→ **Task goal**:
If a line in the records contains the string "grass", show that line.

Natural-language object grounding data
⟨

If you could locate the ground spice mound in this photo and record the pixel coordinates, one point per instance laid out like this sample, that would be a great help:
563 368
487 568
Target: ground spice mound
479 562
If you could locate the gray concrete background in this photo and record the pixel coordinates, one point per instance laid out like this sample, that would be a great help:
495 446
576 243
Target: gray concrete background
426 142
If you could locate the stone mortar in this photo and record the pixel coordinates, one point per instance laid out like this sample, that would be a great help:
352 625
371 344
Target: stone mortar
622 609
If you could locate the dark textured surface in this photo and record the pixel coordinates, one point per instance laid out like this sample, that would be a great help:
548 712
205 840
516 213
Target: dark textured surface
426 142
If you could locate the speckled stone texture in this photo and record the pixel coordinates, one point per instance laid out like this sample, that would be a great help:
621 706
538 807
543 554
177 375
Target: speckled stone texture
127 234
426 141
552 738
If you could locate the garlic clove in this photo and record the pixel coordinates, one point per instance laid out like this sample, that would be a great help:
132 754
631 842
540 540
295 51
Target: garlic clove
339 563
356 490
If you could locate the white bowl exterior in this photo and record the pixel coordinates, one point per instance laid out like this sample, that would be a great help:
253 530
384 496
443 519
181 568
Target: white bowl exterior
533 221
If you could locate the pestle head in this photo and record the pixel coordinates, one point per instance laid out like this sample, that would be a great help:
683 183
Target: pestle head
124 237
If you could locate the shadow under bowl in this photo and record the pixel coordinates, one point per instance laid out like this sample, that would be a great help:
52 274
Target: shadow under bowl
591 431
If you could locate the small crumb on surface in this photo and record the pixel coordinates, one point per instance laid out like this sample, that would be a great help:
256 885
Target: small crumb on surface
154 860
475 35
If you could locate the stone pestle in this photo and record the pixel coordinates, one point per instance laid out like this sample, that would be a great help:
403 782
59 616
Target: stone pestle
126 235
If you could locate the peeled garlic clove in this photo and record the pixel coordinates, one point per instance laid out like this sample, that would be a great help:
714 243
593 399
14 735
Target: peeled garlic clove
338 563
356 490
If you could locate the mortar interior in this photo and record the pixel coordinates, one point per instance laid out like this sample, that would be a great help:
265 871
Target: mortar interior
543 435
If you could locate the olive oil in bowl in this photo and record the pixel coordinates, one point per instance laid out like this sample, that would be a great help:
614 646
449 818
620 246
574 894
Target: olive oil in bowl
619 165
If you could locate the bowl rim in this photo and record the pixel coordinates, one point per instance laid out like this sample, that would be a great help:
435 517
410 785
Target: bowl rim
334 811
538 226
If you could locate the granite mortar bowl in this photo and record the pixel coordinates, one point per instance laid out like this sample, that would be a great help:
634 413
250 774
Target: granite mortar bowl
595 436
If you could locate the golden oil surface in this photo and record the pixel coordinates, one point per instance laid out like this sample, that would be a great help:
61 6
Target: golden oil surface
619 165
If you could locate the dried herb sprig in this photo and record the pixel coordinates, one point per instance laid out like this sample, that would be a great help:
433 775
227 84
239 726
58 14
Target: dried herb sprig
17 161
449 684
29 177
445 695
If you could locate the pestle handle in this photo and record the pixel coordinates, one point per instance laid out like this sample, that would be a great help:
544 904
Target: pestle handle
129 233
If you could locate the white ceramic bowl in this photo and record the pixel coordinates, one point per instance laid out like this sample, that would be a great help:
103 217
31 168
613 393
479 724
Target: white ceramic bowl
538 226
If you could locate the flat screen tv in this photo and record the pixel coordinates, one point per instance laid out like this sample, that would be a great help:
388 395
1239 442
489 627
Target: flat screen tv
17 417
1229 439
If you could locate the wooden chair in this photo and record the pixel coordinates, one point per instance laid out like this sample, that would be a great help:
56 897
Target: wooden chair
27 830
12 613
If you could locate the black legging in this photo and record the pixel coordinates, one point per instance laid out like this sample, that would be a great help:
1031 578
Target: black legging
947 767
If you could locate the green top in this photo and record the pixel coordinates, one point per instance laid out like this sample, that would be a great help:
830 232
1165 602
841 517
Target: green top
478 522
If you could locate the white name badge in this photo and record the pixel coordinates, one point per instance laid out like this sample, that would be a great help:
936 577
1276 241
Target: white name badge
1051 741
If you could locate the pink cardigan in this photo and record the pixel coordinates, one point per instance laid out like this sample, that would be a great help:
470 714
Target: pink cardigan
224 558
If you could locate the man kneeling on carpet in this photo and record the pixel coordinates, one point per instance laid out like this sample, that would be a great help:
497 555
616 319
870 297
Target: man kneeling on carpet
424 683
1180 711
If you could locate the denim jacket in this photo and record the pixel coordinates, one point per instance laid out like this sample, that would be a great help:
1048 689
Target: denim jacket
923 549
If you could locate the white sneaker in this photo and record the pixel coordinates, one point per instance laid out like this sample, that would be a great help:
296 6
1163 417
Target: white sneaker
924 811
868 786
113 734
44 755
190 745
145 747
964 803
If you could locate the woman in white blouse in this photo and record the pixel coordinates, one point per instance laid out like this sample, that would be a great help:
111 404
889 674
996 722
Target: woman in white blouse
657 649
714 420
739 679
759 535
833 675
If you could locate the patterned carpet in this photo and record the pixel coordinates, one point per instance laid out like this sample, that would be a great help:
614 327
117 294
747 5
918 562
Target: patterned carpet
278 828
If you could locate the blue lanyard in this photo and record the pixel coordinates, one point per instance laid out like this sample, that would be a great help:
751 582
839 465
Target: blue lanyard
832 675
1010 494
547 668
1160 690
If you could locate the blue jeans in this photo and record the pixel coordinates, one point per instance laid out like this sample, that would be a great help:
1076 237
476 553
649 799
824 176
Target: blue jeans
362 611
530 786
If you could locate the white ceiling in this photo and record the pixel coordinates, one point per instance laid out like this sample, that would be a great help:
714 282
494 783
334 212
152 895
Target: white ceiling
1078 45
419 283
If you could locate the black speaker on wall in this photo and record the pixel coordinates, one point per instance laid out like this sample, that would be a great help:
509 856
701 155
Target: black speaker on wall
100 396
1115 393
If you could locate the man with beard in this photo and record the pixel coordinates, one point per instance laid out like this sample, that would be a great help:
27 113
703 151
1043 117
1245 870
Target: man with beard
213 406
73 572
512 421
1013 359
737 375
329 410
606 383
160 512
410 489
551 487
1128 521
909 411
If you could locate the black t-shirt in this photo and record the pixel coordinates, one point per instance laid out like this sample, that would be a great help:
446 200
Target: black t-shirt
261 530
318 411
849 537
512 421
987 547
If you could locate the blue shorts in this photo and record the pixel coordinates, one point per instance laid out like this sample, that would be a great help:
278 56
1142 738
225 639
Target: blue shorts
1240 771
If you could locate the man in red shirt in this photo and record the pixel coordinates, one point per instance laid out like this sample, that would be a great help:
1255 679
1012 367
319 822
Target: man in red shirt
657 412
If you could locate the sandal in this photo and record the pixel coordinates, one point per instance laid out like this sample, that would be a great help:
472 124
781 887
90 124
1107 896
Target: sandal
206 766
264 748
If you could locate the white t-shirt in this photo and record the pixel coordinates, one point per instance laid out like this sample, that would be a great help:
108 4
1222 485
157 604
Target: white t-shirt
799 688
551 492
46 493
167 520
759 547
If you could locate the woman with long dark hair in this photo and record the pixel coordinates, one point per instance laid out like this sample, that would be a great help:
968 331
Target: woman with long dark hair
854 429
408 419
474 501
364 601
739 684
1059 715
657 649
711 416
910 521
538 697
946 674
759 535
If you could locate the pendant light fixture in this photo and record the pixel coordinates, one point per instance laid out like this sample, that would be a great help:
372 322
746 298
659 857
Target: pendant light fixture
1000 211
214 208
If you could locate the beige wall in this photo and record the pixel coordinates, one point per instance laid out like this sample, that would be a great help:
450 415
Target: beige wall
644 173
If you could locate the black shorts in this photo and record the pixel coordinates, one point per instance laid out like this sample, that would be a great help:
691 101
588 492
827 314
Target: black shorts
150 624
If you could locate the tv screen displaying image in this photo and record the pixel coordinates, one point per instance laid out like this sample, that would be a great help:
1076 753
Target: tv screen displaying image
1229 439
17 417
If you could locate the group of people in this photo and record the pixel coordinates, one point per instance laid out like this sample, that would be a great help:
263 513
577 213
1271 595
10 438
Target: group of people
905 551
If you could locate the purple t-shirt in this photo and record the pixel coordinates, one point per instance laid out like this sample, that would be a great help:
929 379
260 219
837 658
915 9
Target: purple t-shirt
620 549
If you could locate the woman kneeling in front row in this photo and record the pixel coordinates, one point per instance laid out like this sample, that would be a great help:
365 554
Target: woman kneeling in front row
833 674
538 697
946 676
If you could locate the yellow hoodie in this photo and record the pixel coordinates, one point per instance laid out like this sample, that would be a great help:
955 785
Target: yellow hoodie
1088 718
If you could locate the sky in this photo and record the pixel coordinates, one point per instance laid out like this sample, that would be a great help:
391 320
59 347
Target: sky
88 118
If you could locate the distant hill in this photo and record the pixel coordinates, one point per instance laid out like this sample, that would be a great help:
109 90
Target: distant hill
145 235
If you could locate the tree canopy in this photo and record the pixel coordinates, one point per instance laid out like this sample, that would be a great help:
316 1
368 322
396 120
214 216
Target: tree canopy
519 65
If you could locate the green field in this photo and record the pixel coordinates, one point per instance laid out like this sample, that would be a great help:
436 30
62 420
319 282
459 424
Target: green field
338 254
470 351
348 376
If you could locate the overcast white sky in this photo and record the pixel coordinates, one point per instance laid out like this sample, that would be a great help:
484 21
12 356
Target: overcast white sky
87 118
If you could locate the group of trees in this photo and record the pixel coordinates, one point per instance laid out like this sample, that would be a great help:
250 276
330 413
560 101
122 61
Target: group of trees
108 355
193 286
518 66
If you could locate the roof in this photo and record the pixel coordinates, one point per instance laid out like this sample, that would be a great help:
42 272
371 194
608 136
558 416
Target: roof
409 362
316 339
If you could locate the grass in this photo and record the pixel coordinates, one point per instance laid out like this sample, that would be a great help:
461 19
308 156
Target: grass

⟩

→ **Result of the exercise**:
If you could locate the grass in this photo and record the pixel coordinates, one point per instance laid out like this sample, that would be a great help:
Target: grass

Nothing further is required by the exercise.